### WORK REQUEST
The data that follows should be copied out exactly.
═══ DATA RECORDS
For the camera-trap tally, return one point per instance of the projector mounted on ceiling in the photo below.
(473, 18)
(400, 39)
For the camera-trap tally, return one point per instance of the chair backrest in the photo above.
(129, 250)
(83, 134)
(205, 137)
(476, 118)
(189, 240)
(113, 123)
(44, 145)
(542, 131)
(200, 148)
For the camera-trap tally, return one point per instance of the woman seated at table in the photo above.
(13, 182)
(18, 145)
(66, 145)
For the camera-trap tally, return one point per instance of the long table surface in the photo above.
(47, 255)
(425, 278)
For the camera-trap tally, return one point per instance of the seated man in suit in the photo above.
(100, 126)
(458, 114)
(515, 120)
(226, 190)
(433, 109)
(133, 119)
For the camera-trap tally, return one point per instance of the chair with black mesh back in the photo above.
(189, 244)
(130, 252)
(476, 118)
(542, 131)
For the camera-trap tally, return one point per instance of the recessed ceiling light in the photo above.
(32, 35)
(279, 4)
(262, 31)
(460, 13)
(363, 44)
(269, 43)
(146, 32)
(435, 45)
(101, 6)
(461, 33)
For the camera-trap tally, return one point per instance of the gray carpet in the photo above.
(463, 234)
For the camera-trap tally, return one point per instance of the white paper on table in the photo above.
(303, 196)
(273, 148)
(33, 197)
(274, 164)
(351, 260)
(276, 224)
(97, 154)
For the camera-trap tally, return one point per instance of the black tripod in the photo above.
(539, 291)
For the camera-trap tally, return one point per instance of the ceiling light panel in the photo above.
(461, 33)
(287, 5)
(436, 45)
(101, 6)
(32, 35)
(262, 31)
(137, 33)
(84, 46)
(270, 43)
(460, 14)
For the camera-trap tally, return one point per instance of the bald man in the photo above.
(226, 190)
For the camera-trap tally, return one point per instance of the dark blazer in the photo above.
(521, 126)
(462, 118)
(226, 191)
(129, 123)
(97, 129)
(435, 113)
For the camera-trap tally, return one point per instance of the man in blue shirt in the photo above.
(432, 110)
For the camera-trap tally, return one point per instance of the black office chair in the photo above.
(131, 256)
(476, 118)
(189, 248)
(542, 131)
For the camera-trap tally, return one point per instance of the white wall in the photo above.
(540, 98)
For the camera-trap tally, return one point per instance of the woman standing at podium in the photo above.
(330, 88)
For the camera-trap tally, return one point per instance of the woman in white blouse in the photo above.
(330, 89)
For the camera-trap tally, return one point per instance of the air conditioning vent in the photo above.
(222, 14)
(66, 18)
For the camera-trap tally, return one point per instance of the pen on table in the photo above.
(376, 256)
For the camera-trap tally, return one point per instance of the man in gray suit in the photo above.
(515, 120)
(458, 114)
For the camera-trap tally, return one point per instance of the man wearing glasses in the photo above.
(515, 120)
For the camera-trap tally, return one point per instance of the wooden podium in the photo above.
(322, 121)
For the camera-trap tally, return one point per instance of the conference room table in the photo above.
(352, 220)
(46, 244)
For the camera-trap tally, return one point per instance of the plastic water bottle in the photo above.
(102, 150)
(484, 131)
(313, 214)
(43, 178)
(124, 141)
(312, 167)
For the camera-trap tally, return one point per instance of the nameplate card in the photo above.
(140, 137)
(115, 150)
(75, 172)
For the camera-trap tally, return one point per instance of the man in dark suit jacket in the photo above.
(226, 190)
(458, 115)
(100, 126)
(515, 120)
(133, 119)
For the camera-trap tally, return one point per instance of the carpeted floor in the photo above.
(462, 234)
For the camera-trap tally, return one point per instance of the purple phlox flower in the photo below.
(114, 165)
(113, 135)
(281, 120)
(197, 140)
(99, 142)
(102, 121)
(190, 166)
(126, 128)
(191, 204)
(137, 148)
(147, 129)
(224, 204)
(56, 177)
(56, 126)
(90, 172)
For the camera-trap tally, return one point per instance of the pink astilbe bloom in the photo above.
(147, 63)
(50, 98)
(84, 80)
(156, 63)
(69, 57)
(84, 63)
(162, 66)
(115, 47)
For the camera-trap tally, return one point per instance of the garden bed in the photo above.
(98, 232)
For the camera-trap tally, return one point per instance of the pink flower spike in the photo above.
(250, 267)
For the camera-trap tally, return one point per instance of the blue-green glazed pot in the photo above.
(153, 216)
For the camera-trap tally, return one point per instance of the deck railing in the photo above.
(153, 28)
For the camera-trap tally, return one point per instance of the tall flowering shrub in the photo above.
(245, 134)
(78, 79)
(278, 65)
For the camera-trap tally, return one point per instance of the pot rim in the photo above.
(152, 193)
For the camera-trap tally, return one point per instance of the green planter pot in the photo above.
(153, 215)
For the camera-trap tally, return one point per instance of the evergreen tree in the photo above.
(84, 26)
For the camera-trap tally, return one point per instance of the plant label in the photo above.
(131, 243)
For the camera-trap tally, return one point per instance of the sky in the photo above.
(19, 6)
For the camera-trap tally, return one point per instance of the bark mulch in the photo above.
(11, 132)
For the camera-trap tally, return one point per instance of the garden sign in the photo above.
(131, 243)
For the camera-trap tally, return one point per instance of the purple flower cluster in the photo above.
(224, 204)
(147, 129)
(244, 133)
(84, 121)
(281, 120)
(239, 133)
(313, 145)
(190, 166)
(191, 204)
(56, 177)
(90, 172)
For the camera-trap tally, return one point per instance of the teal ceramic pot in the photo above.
══════
### EXERCISE SOLUTION
For the camera-trap tally, return one point per instance of the projector mounted on ceiling in the photo below.
(473, 18)
(400, 39)
For the camera-trap tally, return one point per instance of the chair backrest in the photo above.
(129, 250)
(83, 134)
(205, 137)
(476, 118)
(189, 240)
(113, 123)
(44, 145)
(542, 131)
(200, 148)
For the camera-trap tally, return one point per instance of the woman seated at table in the photo above.
(13, 182)
(18, 145)
(66, 145)
For the camera-trap tally, return one point per instance of the long table surface in the photo above.
(47, 255)
(425, 278)
For the camera-trap tally, return one point per instance of the seated man in suit in the photo above.
(100, 126)
(458, 114)
(515, 120)
(226, 190)
(433, 109)
(133, 119)
For the camera-trap tally, return one point per instance of the chair with black mesh back in the photo above.
(189, 244)
(130, 252)
(476, 118)
(542, 131)
For the camera-trap tally, return one point per instance of the recessed ceiling light in the photo above.
(32, 35)
(279, 4)
(262, 31)
(460, 13)
(363, 44)
(269, 43)
(146, 32)
(435, 45)
(101, 6)
(461, 33)
For the camera-trap tally, return one point per instance of the gray carpet in the photo above.
(463, 234)
For the camera-trap tally, return one point per instance of the white paper on table in the photo above.
(303, 196)
(273, 148)
(33, 197)
(274, 164)
(351, 260)
(276, 224)
(97, 154)
For the camera-trap tally, return one point per instance of the black tripod in the photo above.
(539, 291)
For the camera-trap tally, return one point per instance of the ceiling light panel in the photo above.
(461, 33)
(287, 5)
(436, 45)
(101, 6)
(32, 35)
(262, 31)
(137, 33)
(84, 46)
(270, 43)
(460, 14)
For the camera-trap tally, return one point per instance of the bald man in the photo above.
(226, 190)
For the camera-trap tally, return one point per instance of the dark blazer in the photo above.
(521, 126)
(462, 118)
(226, 191)
(129, 123)
(97, 129)
(435, 113)
For the camera-trap tally, return one point per instance of the man in blue shirt in the photo above.
(432, 110)
For the camera-trap tally, return one point per instance of the black office chair in the photo above.
(131, 256)
(476, 118)
(189, 248)
(542, 131)
For the camera-trap tally, return one point per instance of the white wall in the photo above.
(540, 98)
For the camera-trap tally, return one point per instance of the woman standing at podium in the photo above.
(330, 88)
For the camera-trap tally, return one point per instance of the woman in white blouse in the photo above.
(330, 89)
For the camera-trap tally, return one point per instance of the air conditioning vent in the photo above.
(222, 14)
(66, 18)
For the camera-trap tally, return one point per instance of the pen on table in the photo above.
(376, 256)
For the camera-trap tally, return one point per instance of the man in gray suit in the photo above.
(515, 120)
(458, 114)
For the camera-trap tally, return one point per instance of the man wearing glasses in the photo above.
(515, 120)
For the camera-trap tally, return one point per instance of the wooden podium in the photo above.
(322, 121)
For the camera-trap tally, return one point per instance of the conference room table in the photo above.
(352, 220)
(46, 244)
For the camera-trap tally, return one point per instance of the plastic water bottle in the photo above.
(102, 150)
(484, 131)
(313, 214)
(43, 178)
(124, 141)
(312, 167)
For the camera-trap tally, return one point per instance of the nameplate card in the photo above.
(140, 137)
(115, 150)
(75, 172)
For the camera-trap tally, return one point per instance of the man in dark suit jacket in the photo above.
(226, 190)
(458, 115)
(100, 126)
(515, 120)
(133, 119)
For the camera-trap tally, return one point per instance of the carpeted floor in the photo above.
(462, 234)
For the camera-trap tally, return one point per instance of the purple phlox flower in the photo below.
(114, 165)
(113, 135)
(281, 120)
(197, 140)
(99, 142)
(102, 121)
(190, 166)
(126, 128)
(191, 204)
(137, 148)
(147, 129)
(224, 204)
(56, 177)
(56, 126)
(90, 172)
For the camera-trap tally, return one point per instance of the pink astilbe bloom in the photo above.
(147, 63)
(50, 98)
(84, 80)
(156, 63)
(69, 57)
(84, 63)
(162, 66)
(115, 47)
For the camera-trap tally, return one point per instance of the garden bed in the photo above.
(98, 232)
For the camera-trap tally, return one point per instance of the pink flower spike in the photo above.
(250, 267)
For the camera-trap tally, return one point per instance of the blue-green glazed pot in the photo above.
(153, 216)
For the camera-trap tally, return one point per instance of the deck railing in the photo above.
(153, 28)
For the camera-trap tally, return one point per instance of the tall flowering shrub in the photo above.
(245, 134)
(78, 79)
(278, 65)
For the camera-trap tally, return one point per instance of the pot rim in the photo above.
(152, 193)
For the camera-trap tally, return one point per instance of the green planter pot in the photo above.
(153, 215)
For the camera-trap tally, return one point per instance of the evergreen tree in the photo above.
(84, 26)
For the camera-trap tally, return one point per instance of the plant label in the photo above.
(131, 243)
For the camera-trap tally, return one point per instance of the sky in the photo above.
(19, 6)
For the camera-trap tally, return one point per instance of the bark mulch in the photo above.
(11, 132)
For the camera-trap tally, return one point per instance of the garden sign in the photo above.
(131, 243)
For the camera-trap tally, return one point per instance of the purple flower cluster in the photo above.
(224, 204)
(147, 129)
(244, 133)
(84, 121)
(281, 120)
(239, 133)
(313, 145)
(190, 166)
(191, 204)
(56, 177)
(90, 172)
For the camera-trap tally, return one point per instance of the teal ceramic pot in the photo above.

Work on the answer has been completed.